Write out the whole listing word for word.

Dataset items

═══

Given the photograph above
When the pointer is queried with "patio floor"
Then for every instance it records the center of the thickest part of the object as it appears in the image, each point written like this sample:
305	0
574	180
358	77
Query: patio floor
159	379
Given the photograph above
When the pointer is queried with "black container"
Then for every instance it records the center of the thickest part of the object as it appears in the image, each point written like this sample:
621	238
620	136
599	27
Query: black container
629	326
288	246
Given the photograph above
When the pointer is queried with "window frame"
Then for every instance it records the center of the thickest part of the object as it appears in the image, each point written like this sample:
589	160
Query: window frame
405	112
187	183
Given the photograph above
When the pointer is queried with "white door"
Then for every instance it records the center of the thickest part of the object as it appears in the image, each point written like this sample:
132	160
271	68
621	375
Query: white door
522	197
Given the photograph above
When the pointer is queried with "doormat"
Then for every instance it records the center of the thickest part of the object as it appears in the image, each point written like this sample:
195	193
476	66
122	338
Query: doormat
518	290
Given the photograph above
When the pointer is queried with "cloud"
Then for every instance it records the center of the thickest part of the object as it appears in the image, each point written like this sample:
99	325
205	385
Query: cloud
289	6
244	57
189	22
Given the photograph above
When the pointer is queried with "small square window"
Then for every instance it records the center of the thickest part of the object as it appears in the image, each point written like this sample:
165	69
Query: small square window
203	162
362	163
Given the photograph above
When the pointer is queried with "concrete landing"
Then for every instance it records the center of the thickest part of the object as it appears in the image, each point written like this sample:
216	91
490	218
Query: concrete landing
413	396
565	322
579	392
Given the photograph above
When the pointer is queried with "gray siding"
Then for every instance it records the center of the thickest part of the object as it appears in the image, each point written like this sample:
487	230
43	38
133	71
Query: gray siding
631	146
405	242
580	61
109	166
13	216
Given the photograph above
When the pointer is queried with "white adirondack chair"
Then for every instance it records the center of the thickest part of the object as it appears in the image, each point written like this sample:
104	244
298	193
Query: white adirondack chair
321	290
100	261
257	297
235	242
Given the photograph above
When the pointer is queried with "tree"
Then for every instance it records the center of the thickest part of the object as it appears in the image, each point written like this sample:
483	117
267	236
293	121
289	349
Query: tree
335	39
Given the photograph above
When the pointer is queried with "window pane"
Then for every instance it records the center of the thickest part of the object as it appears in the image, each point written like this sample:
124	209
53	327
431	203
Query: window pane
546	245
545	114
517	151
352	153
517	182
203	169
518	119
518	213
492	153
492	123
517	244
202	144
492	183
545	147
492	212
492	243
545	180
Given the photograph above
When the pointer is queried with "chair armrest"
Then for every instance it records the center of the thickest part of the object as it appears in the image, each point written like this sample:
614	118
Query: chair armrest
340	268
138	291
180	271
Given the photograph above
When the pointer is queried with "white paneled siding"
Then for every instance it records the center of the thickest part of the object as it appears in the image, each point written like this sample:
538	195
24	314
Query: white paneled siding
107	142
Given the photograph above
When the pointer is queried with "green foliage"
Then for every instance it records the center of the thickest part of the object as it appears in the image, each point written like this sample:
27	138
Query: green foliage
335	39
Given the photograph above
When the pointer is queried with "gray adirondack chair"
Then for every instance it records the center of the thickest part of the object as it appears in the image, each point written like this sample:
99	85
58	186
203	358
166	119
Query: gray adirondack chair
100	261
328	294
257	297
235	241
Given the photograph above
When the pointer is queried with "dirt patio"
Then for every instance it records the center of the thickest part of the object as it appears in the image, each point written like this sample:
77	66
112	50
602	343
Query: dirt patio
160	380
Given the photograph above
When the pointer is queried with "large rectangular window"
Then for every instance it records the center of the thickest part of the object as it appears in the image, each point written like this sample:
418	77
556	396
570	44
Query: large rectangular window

═══

▶ WRITTEN ANSWER:
Given the photograph above
When the pointer is queried with "patio floor"
Then for every instance it records the center of the thickest part of the object as it appears in the image, each point written like this sample:
305	0
574	180
358	77
Query: patio floor
159	379
Given the photograph above
When the pointer is queried with "black container"
Then for every instance it records the center of the thickest part of the object as it appears in the image, each point written like this sample:
621	238
620	136
599	27
Query: black container
629	326
288	246
Given the photograph above
When the pointer is queried with "window frame"
Then for every instance it records the center of the thickest part of the object as it appears in the image, each point written like this sample:
589	160
Query: window frame
405	112
187	183
Given the photograph above
When the pointer is queried with "white door"
Then for every instance it records the center of the thickest part of the object as it appears in the image, each point written like this sample:
132	160
271	68
621	375
Query: white door
522	197
Given the photograph above
When the pointer is queried with "doormat"
Then for every instance it records the center of the thickest part of the object as it appears in the image, each point written like this sample:
195	193
476	66
122	338
Query: doormat
518	290
Given the photograph above
When the pointer is queried with "cloud"
Then for every instance it records the center of the thickest part of the object as it appears in the image, each point written like this sample:
99	325
205	385
Query: cloud
289	6
244	57
189	22
Given the photograph above
When the pointer is queried with "small square window"
Then for every instance it records the center of the thickest part of the object as it appears in the image, each point written like this sample:
165	69
Query: small square window
203	162
362	163
Given the photograph above
When the pointer is queried with "concrete landing"
Then for every instance it records the center of the thickest part of the object as it appears in the image, each point written like this sample:
216	91
490	218
Query: concrete landing
413	396
565	322
579	392
Given the photograph above
When the pointer is queried with "gray siding"
Then for every instance it records the center of the thickest part of the object as it appears in the image, each point written like this sample:
487	230
43	38
133	71
Query: gray siding
631	146
405	242
580	61
109	166
13	216
Given the photograph above
When the pointer is queried with "white adirondack chair"
Then for every instance it records the center of the thickest part of the object as it appears in the image, each point written like this sample:
104	244
298	193
Query: white adirondack chair
321	290
100	261
257	297
235	242
Given the photograph above
When the pointer is queried with "tree"
Then for every instance it records the center of the thickest part of the object as it appears in the image, each point written like this sample:
483	117
267	236
293	121
289	349
Query: tree
335	39
Given the photograph above
When the pointer is queried with "window pane"
Then for every instance it records the center of the thickest part of the object as it appears in the image, each point written like this sample:
124	209
53	327
431	203
Query: window pane
546	245
545	114
517	151
352	153
517	182
203	169
518	119
518	213
492	153
492	123
517	244
202	144
492	183
545	147
492	212
492	243
545	180
Given the photograph above
When the pointer is queried with "chair armrest"
Then for every instance it records the center of the thickest part of the object as it appears in the image, each point written like this sample:
614	118
Query: chair armrest
340	268
138	291
180	271
Given the photograph above
When the pointer is queried with "white paneled siding"
Then for every instance it records the center of the thickest part of the object as it appears in the image, each point written like this sample:
538	195
24	314
Query: white paneled siding
107	142
Given the photograph above
When the pointer is queried with "green foliage"
Then for every instance it records the center of the thickest part of the object as it appears in the image, each point written like this sample:
27	138
Query: green foliage
335	39
Given the photograph above
When the pointer is queried with "gray adirondack chair"
Then for every instance it records the center of the thickest part of the object as it appears in the image, each point written like this sample:
99	85
58	186
203	358
166	119
Query: gray adirondack chair
100	261
328	294
257	297
235	241
Given the photograph above
When the pointer is queried with "dirt patio"
Then for every instance it records the center of the thickest part of the object as it appears in the image, each point written like this sample:
77	66
112	50
602	343
Query: dirt patio
160	380
Given the photograph above
When the pointer is queried with "large rectangular window"
Then for every instance it records the center of the thickest part of the object as it appears in the image, each point written like this sample:
418	77
556	396
570	44
Query: large rectangular window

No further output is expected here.